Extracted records
>> begin

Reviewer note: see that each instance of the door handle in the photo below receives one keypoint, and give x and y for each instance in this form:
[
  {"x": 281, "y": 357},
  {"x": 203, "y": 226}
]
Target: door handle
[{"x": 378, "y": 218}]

>> end

* What you have to do
Print every entry exactly as it appears.

* Task answer
Reviewer note: see that each instance of the door handle in the photo below receives one keypoint, and give x and y for each instance in this form:
[
  {"x": 281, "y": 357},
  {"x": 203, "y": 226}
]
Target: door handle
[{"x": 378, "y": 218}]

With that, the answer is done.